= Assignment =
Below are the records. Transcribe them exactly.

================================

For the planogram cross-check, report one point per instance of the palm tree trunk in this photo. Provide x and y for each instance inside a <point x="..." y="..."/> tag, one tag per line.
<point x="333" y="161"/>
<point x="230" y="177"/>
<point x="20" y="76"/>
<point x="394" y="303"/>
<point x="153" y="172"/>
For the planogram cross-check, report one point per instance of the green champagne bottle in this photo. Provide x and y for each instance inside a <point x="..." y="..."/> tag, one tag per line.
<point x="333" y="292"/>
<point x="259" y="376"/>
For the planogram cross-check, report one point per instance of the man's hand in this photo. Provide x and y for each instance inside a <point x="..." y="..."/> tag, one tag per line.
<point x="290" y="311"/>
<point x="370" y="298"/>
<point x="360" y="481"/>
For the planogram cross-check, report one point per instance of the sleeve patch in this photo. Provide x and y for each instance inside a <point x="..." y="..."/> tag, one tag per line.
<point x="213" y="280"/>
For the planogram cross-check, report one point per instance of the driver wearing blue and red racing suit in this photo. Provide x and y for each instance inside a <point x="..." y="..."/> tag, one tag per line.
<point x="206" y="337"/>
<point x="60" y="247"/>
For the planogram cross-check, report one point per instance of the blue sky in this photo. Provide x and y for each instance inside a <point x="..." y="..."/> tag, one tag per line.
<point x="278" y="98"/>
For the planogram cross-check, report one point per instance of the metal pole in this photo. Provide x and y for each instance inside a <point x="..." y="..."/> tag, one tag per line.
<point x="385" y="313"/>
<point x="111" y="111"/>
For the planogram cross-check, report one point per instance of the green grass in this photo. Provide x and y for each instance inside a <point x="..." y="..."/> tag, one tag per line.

================================

= Exercise response =
For the planogram cross-check, report one point per instance of the palm tree trunk in this photo. Provide x and y for each instance inside a <point x="..." y="..."/> tag, one tag per line.
<point x="333" y="161"/>
<point x="230" y="177"/>
<point x="20" y="76"/>
<point x="394" y="303"/>
<point x="153" y="172"/>
For the planogram cross-check, report one point per instance of the green champagne bottle in this photo. Provide x and y for each instance inside a <point x="..." y="..."/> tag, one tag per line.
<point x="333" y="292"/>
<point x="259" y="376"/>
For the planogram cross-check, report one point per instance of the man's hand in this photo. Provide x and y for each instance inside a <point x="..." y="..."/> tag, one tag per line.
<point x="290" y="311"/>
<point x="370" y="298"/>
<point x="360" y="481"/>
For the planogram cross-check, report one point per instance of the sleeve patch in this photo. Provide x and y for each instance inside a <point x="..." y="..."/> tag, one tag per line.
<point x="213" y="280"/>
For the planogram cross-check, report one point per instance of the driver wearing blue and red racing suit in this photo. Provide x and y for each instance inside a <point x="..." y="..."/> tag, one tag per line.
<point x="206" y="337"/>
<point x="60" y="247"/>
For the planogram cross-check, report one point per instance of the blue sky in this photo. Provide x and y for each instance inside a <point x="..." y="..."/> tag, one tag per line.
<point x="278" y="98"/>
For the planogram cross-check, report one point per instance of the metal pole in this photo. Provide x and y for each instance inside a <point x="..." y="..."/> tag, one tag per line.
<point x="385" y="313"/>
<point x="111" y="111"/>
For the planogram cross-check, report one point per instance of the green grass in this photo. Provide x and y for each instance inside a <point x="..." y="..."/> tag, one tag per line.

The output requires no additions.